═════ TEXTE SOURCE ═════

L’envergure du succès du « Raptor dissident » se voit au nombre de vues que l’algorithme de YouTube mesure, et il faut bien admettre que l’on est là présence d’une surface d’influence littéralement énorme : plus de 500 000 abonnés le suivent, ses vidéos atteignent et dépassent de plus en plus le millions de vues, notamment sur sa chaîne YouTube Raptor Dissident, avec plus de 2,5 millions de vues pour certaines d’entre celles de la série « Expliquez moi cette merde ».

Raptor dissident youtube

Les vidéos de sa seconde chaîne, Raptor vs Wild, où il anime de longues émissions dans un esprit plutôt radiophonique de plusieurs heures, avec des invités, rencontrent moins de succès en comparaison, mais tournent néanmoins autour d’une base solide de pratiquement 150 000 vues chacune. On peut donc parler ici d’un phénomène particulièrement significatif.

A quoi est dû ce succès ? Le « Raptor dissident », c’est donc d’abord un style. Un style exprimé par la connexion entre deux formes symétriques de la réaction que le YouTuber a su réaliser et développer de manière réussie.

D’abord, le Raptor s’est appuyé sur les codes expressionnistes propres à rassembler et à toucher toute une frange de sa génération. Cela autour d’un univers largement alimenté par des références aux jeux vidéos, aux mangas, aux blockbusters américains, aux émissions de télévision des années 1990-2000. On retrouve ici cet univers geek largement développé sur les réseaux ou sur YouTube par le Joueur du Grenier ou même Usul par exemple selon un style parallèle, assez similaire en tout cas sur la forme, le ton, le montage.

Mais cette forme, le Raptor l’a considérablement approfondie et politisée par toute une démarche culturelle, de nature « méta-politique », propre à l’extrême-droite. C’est-à-dire, un mélange d’individualisme aristocratique, mêlant dans une perspective romantique, un appel aux vertus chevaleresques, aux valeurs « identitaires » et à l’esprit de communauté, dans le but de produire et d’affirmer des cadres culturels en capacité d’influencer le débat public, par leurs idées et leur style.

Et pour cela, le Raptor a bénéficié de l’espace politique ouvert par Dieudonné et Alain Soral, en s’inscrivant lui-même dans ce courant de la « dissidence » populiste réactionnaire. Le Raptor a donc poussé cette démarche à fond, rassemblant autour de lui d’autres figures en mesure de renforcer cette ligne, comme Papacito en particulier.

D’autre part, le Raptor et sa bande ont perçu l’impasse vers laquelle se dirigeaient Dieudonné et Soral, qui après leurs premiers succès, se sont contentés d’une situation de rente propre à simplement leur assurer une existence confortable, mais ayant échoué à produire un changement culturel significatif selon eux.

═════ ENREGISTREMENTS FOURNIS ═════

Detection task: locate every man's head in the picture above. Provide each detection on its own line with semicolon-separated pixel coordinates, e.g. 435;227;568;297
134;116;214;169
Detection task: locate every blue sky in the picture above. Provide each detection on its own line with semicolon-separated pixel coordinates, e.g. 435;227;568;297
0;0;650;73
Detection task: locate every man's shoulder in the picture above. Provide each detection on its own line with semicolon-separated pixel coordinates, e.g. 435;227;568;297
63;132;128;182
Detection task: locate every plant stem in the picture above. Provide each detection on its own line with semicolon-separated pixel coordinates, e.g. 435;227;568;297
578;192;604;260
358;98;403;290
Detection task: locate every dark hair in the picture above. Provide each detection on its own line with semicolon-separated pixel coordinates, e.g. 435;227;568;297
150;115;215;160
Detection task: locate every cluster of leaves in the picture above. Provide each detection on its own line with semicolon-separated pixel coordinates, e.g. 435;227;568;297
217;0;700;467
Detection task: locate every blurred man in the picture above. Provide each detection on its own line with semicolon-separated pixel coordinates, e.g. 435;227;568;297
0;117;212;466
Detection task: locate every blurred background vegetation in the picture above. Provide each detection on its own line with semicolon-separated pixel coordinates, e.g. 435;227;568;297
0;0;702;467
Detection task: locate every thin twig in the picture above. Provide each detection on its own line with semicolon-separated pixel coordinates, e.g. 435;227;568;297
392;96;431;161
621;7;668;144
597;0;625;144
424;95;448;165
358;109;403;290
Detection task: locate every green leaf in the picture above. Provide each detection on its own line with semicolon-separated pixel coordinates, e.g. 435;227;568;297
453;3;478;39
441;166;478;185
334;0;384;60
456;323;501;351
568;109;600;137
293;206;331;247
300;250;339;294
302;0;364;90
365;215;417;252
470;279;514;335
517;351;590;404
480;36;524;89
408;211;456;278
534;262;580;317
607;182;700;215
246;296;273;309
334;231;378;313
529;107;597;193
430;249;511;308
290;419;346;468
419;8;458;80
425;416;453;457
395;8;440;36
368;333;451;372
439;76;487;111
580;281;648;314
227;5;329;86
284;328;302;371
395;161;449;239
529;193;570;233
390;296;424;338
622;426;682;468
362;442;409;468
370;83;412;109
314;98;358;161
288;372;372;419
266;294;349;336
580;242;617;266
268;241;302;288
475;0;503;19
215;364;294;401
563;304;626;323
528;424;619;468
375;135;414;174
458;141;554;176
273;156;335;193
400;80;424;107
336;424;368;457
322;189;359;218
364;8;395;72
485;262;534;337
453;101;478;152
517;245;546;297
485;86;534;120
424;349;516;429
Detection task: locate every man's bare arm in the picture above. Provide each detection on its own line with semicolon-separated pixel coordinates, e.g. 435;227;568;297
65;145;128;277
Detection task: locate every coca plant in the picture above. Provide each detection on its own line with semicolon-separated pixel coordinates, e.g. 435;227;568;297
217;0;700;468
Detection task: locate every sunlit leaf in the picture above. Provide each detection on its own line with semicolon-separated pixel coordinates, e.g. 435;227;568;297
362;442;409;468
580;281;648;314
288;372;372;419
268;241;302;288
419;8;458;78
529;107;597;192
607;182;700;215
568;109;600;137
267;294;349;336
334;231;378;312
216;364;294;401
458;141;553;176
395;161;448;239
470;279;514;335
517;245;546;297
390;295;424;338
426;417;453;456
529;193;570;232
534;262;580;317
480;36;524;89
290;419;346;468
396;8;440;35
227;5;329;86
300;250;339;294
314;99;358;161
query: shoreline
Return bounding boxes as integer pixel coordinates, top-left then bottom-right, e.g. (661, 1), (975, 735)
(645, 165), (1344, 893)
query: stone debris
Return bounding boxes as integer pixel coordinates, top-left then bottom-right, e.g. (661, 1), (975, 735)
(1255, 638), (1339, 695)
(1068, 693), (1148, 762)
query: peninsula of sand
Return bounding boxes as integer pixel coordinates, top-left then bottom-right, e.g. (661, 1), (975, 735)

═════

* À FAIRE:
**1.** Recopiez les lignes des enregistrements, du début jusqu'à la ligne qui contient « 134;116;214;169 », incluse. Décalez de 7 chaque coordonnée des boîtes trouvées et laissez le reste tel quel.
**2.** Poursuivez le texte sur le Raptor dissident après sa dernière phrase.

* RÉPONSES:
**1.**
Detection task: locate every man's head in the picture above. Provide each detection on its own line with semicolon-separated pixel coordinates, e.g. 435;227;568;297
141;123;221;176

**2.**
Il s’agit alors d’approfondir la démarche en passant au-dessus de Dieudonné ou Soral, considérés non comme des adversaires mais comme des précurseurs, ou des concurrents, outranciers et surtout pas au niveau de la ligne qu’entend promouvoir le Raptor.

Celui-ci entend compléter la culture geek dont il est issu par tout un parallèle avec la culture réactionnaire antérieure, revoyant précisément à la France gaullienne d’avant Mai 1968, comme base idéalisée permettant de produire une image propre à marquer par son style et à rallier de manière large.

On a ici toute une démarche consistant à mettre en avant les codes de l’acteur Jean Gabin, notamment avec ce qu’essaye de reproduire quelqu’un comme Papacito, une mise en scène qui se pense irrésistible, « virile », avec des poses et des répliques surjouées, théâtralisées, forcées pour tout dire, une esthétique qui mélange les pages « culture » du Figaro ou de Valeurs Actuelles avec ses lunettes de soleil hors de prix et son goût pour la consommation distinctive et luxueuse, avec une attitude et un jeu et des punch-lines pour faire « populaire », vantant par exemple la nécessité d’éduquer à coup de « gifle avec élan » les immigrés récalcitrant à se sentir français.

Ou encore affirmant qu’au fond s’il y a des agressions contre les femmes, c’est aussi parce que les hommes ne sont plus des « bonhommes à l’ancienne », qu’il manquerait donc plus de patriarcat et d’autorité virile.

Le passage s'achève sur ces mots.